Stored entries
===============
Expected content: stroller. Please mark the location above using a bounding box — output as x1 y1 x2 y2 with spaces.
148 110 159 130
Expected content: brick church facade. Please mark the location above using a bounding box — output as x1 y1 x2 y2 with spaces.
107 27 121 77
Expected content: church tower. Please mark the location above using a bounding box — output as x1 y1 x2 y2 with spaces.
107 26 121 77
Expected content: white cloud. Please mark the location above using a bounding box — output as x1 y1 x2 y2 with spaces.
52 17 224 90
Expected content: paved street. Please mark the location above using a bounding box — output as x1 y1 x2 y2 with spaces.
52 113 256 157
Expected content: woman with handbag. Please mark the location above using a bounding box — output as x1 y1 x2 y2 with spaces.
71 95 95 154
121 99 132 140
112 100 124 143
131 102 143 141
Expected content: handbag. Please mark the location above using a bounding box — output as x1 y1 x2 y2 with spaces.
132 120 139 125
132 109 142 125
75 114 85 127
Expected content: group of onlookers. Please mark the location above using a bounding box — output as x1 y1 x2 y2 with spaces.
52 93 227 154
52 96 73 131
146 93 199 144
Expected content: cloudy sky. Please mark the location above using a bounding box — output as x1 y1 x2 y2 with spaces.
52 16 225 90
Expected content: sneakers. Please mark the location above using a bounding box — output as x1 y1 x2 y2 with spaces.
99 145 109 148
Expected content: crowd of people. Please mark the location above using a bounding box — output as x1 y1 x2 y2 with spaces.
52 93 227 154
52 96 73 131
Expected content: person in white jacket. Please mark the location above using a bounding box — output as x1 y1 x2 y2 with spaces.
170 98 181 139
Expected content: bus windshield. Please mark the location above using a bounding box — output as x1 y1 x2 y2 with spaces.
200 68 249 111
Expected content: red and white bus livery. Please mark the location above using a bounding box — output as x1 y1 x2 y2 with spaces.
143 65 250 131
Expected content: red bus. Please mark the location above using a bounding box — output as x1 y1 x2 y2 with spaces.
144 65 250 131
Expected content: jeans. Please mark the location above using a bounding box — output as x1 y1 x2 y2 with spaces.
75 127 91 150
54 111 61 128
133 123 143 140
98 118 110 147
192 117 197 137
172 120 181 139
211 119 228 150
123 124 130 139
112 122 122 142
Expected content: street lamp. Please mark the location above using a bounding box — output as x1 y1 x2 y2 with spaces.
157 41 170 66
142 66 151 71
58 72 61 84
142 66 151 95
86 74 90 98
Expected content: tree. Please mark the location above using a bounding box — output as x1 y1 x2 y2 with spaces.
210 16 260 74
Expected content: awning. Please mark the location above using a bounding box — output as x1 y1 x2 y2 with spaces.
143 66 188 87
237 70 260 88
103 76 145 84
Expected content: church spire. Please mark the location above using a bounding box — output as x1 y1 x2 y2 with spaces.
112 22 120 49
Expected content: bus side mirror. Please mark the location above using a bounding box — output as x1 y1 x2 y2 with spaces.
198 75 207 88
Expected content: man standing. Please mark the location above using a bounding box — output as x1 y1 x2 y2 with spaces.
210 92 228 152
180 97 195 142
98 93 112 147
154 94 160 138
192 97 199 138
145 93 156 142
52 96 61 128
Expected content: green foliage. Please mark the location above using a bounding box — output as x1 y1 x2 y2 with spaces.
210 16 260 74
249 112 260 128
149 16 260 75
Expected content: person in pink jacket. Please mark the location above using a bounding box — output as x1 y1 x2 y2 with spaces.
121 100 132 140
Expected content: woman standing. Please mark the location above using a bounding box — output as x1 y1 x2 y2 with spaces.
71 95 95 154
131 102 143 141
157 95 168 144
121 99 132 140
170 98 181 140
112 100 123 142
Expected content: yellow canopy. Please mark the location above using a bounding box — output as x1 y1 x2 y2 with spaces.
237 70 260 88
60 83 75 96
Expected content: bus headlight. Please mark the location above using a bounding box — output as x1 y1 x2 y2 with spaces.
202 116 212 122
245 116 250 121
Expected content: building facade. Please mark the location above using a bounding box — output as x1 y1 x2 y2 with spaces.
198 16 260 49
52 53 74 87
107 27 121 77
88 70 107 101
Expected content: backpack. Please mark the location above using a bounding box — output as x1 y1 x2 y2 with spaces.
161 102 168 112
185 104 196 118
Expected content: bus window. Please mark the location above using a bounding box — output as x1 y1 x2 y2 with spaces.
===============
TO BE DONE —
Can you copy all of the entries above, word for word and unchanged?

THE REPLY —
Expected content: stroller. Please mark the location above using a bounding box — output as x1 y1 x2 y2 with spaces.
148 110 159 130
Expected content: brick church facade. Please mark the location above using a bounding box — output as x1 y1 x2 y2 with spaces.
107 27 121 77
Expected content: church tower. Please mark the location above using a bounding box — output as x1 y1 x2 y2 with spaces.
107 26 121 77
Expected content: white cloud. Please mark the location above using a bounding box — output as x1 y1 x2 y2 with spaces.
52 17 224 90
Expected content: paved street. Please mark the location above using a bounding box — output as x1 y1 x2 y2 with spaces.
52 113 256 157
Expected content: woman with handbag. Please mark the location above using a bounding box — output as x1 y1 x2 y2 with spaces.
71 95 95 154
121 99 132 140
112 100 124 143
131 102 143 141
Expected content: handbag. Please mark the location above using a bounding box — output as x1 y1 x2 y2 with spaces.
132 120 139 125
132 109 142 125
75 114 85 127
Expected content: group of onlookers. Please mark the location above using a bounding box — output as x1 y1 x2 y2 with spaces.
52 93 227 154
52 96 73 131
146 93 199 144
Expected content: cloudy sky. Please mark the location above using a bounding box — output as x1 y1 x2 y2 with spaces.
52 16 225 90
Expected content: sneakers. Please mark the location above using a bounding box — output as x1 y1 x2 y2 with spaces.
99 145 109 148
Expected content: crowd of people. Please mark the location above using a bounding box — output as x1 y1 x2 y2 with spaces.
52 93 227 154
52 96 73 131
Expected content: person in white jacket. Please mark the location above using a bounding box — output as x1 y1 x2 y2 with spaces.
170 98 181 139
Expected content: bus windshield. Please mark the location above using a bounding box — output as x1 y1 x2 y2 with spaces.
200 68 249 111
Expected content: red and white bus livery. Please mark the location above using a bounding box — output as x1 y1 x2 y2 with spaces.
143 65 250 131
Expected content: red bus. Please mark the location above using a bounding box — output as x1 y1 x2 y2 with spaces.
144 65 250 131
Expected content: jeans. Please mark the location above using a bounding box — output as x1 y1 x2 y2 with spaces.
75 127 91 150
54 111 61 128
133 123 143 140
98 118 110 147
192 117 197 137
172 120 181 139
211 119 228 150
123 124 130 139
112 122 122 142
Expected content: street lamp. Please mark the location above using a bounding box — output as x1 y1 x2 y2 with spaces.
157 41 170 66
142 66 151 71
58 72 61 84
142 66 151 95
86 74 90 98
Expected content: tree. Please mark the location above using a bounding box — output as x1 y1 x2 y2 with spaces.
210 16 260 74
Expected content: awning. Please mark the location above using a bounding box — output as x1 y1 x2 y2 with spaces.
143 66 188 87
237 70 260 88
103 76 145 84
Expected content: church spire. Please mark the location above using a bounding box — output as x1 y1 x2 y2 with spaces.
112 22 120 49
Expected content: bus side mirror. Please mark the location above using a bounding box — output as x1 y1 x2 y2 with spaces.
198 75 207 88
Expected content: man standing. Please mark the location above using a bounding box — output as x1 y1 x2 y2 with spaces.
210 92 228 152
180 97 195 142
98 93 112 147
154 94 160 138
192 97 199 138
145 93 156 142
52 96 61 128
Expected content: green foliage. Please mark the location above using a bounding box — output as x1 y1 x2 y2 with spaces.
210 16 260 74
249 112 260 128
149 16 260 75
Expected content: person in pink jacket. Please mark the location above using a bounding box — output as x1 y1 x2 y2 with spaces.
121 100 132 140
Expected content: woman standing. Please mark the location above using a bounding box — output as x1 y1 x2 y2 with spaces.
71 95 95 154
131 102 143 141
157 95 168 144
121 99 132 140
170 98 181 140
112 100 123 142
Expected content: yellow canopy. Please mark the location above using a bounding box — output as x1 y1 x2 y2 with spaces.
237 70 260 88
60 83 75 96
Expected content: bus headlight. Please mark the location above using a bounding box — output as x1 y1 x2 y2 with spaces.
202 116 212 122
245 116 250 121
Expected content: building facade. Please mark the location above using a bounding box — output as x1 y1 x2 y2 with spaces.
198 16 260 49
52 53 74 87
107 27 121 77
88 70 107 101
Expected content: backpack. Please mark the location above using a bounding box — output as x1 y1 x2 y2 with spaces.
161 102 168 112
185 104 196 118
Expected content: bus window. Please mark the location above using a bounding box — output as x1 y1 x2 y2 with spaces.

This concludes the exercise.